**WORK TO COMPLETE:**
- a) Reproduce the Fertőrákos Mithraeum text word for word, everything from "Two altars refer" down to "3rd century AD.".
- b) In the text on the Fertőrákos Mithraeum, how far below the level of the pronaos was the central nave of the shrine?
- c) Pick up the text on the Fertőrákos Mithraeum where it stops and continue it.

**PASSAGE PROVIDED:**
*** Block opens ***

The Fertőrákos Mithraeum is a temple to the Roman god Mithras at Fertőrákos in Hungary. The temple (known as a mithraeum), follows a typical plan of a narthex followed by the shrine proper that consists of a sunken central nave with podium benches on either side.

== Discovery ==
It was discovered by chance by a stonemason called György Malleschitz in 1866 who undertook the initial clearance of the site. It attracted a great deal of interest from local scholars and a restoration of the stone vault of the shrine was funded by a local magistrate (the first attempt at reconstruction at any archaeological site in Hungary). This roof, however, was later demolished and the present cover building erected in the 1990s following the excavations of 1990–1991. The mithraeum is currently open to the public.

== The mithraeum ==

Two altars refer to people from Carnuntum and they seem to have been the impetus behind the construction of the temple. Its construction can roughly be dated to the beginning of the 3rd century AD.
Trapezoidal in shape as the north end is wider than the south (5.50 m wide compared to 3.65 m), the shrine is 5.50 m long. It is orientated north to south, with the southern and eastern sides of the shrine both hollowed out of the natural rock and the northern and western sides being built in stone. Four steps lead down into the central aisle (nave) of the shrine which was 80 cm below the level of the pronaos and the two flanking side benches which were all on ground level. The tauroctony sculpture was carved into the rock face.

*** Block closes ***

**DATASET:**

*** Block opens ***

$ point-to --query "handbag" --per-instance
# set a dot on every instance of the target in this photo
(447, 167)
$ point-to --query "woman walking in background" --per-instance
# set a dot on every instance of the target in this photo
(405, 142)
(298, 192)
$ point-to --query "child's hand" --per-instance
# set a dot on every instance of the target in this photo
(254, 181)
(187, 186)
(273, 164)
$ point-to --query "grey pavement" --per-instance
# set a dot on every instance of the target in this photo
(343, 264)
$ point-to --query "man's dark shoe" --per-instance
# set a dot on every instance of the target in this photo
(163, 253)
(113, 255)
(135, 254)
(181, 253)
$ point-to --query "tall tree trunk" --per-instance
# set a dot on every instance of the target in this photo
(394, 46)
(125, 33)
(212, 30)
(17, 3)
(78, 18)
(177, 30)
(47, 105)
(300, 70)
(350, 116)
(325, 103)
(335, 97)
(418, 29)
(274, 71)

*** Block closes ***
*** Block opens ***

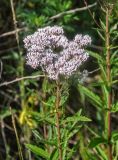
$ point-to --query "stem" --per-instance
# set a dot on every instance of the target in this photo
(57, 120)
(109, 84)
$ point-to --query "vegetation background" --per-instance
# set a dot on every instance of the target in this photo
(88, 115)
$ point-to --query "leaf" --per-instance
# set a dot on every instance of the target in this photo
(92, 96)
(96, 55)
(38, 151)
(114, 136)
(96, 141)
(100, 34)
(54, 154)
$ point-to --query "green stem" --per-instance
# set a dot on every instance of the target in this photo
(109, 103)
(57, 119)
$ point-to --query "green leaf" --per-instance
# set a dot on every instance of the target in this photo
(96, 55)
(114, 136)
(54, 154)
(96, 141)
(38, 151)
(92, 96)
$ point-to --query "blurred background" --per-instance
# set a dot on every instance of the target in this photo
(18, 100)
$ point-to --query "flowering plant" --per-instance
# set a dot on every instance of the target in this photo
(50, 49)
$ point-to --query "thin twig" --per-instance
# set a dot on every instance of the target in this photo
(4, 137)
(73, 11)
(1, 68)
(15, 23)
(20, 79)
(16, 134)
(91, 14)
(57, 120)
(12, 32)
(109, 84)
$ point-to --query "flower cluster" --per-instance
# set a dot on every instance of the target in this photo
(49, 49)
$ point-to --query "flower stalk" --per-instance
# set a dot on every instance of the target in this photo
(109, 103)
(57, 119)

*** Block closes ***

**RESULTS FOR THE EXERCISE:**
- a)
Two altars refer to people from Carnuntum and they seem to have been the impetus behind the construction of the temple. Its construction can roughly be dated to the beginning of the 3rd century AD.

- b) 80 cm.

- c)
Three altars (see below) were also found on the site. Two were dedicated by Septimius Justianus, a custodes armorum (a soldier in charge of the armoury) of Legio XIIII Gemina. The second was dedicated by Julius Saturninus, a politician from the colony.

== The altars ==
The following altars were discovered:
- D(eo) S(oli) I(invicto) M(ithrae) / L(ucius) AVIT(us) MA/TURUS D(e)C(urio) / COL(oniae) KARN(unti) / V(otum) S(olvit) L(ibens) M(erito).
To the god the Invincible Sun Mithras. Lucius Avitus Maturus, decurion of the colony of Carnuntum, willingly deservedly happily fulfilled his vow.

- S(oli) I(nvicto) M(ithrae) / SEP(timius) I(u)ST(ini)ANUS A(rmorum) [CUSTOS] / L(egionis) XIIII G(eminae) ANT(oninianae) / V(otum) S(olvit) L(ibens) M(erito).
To the Invincible Sun Mithras. Septimius Iustinianus, armorum custos of the 14th legion Gemina Antoninianae, willingly and deservedly fulfilled the vow.

The finds are housed in the museum at Sopron.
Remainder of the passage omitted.